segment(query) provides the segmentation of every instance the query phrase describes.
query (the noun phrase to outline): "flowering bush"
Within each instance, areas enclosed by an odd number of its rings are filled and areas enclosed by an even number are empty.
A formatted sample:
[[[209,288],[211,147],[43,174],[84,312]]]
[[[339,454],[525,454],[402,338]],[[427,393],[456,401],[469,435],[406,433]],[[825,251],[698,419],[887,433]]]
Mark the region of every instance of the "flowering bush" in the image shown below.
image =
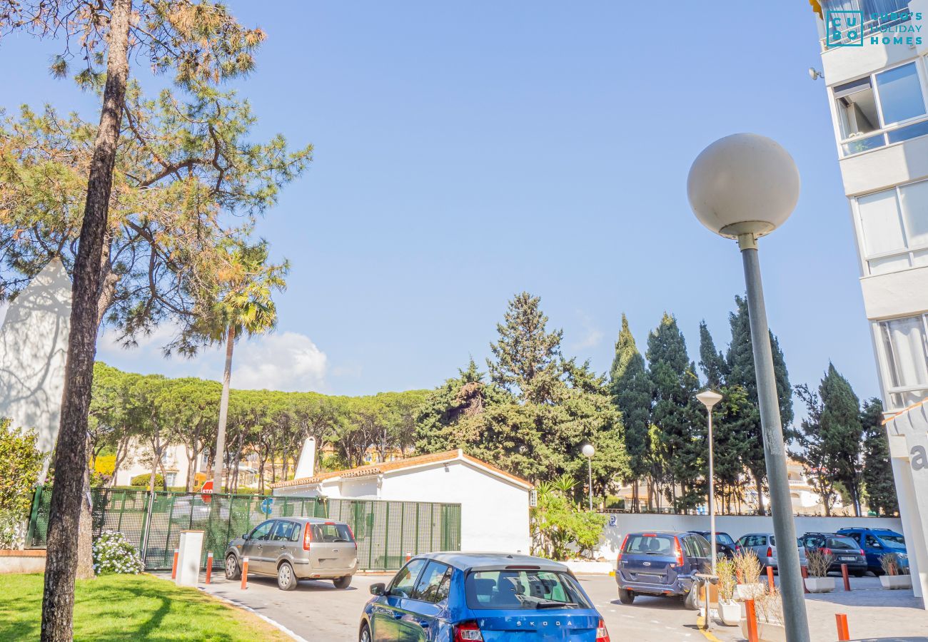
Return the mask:
[[[140,573],[144,569],[135,547],[122,533],[104,531],[94,541],[94,571],[97,573]]]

_____

| YOUR OBJECTIVE |
Render the lines above as a numbered list, skipping any blank lines and leaving out the pictures.

| ANSWER TO THE PROBLEM |
1. segment(query) provides the segmentation of every instance the query phrase describes.
2. query (the noun phrase to outline): "flowering bush"
3. Within each instance, areas enclosed by an odd number of its rings are filled and areas enclosed by an even number are empty.
4. A formatted sample:
5. [[[209,288],[211,147],[43,174],[84,312]]]
6. [[[339,454],[525,454],[402,338]],[[427,393],[456,401],[469,435],[406,433]],[[825,251],[698,419],[887,433]]]
7. Mark the region of every instance of the "flowering bush" in the image shown below.
8. image =
9. Return the mask:
10. [[[140,573],[144,569],[135,547],[122,533],[104,531],[94,541],[94,571],[97,573]]]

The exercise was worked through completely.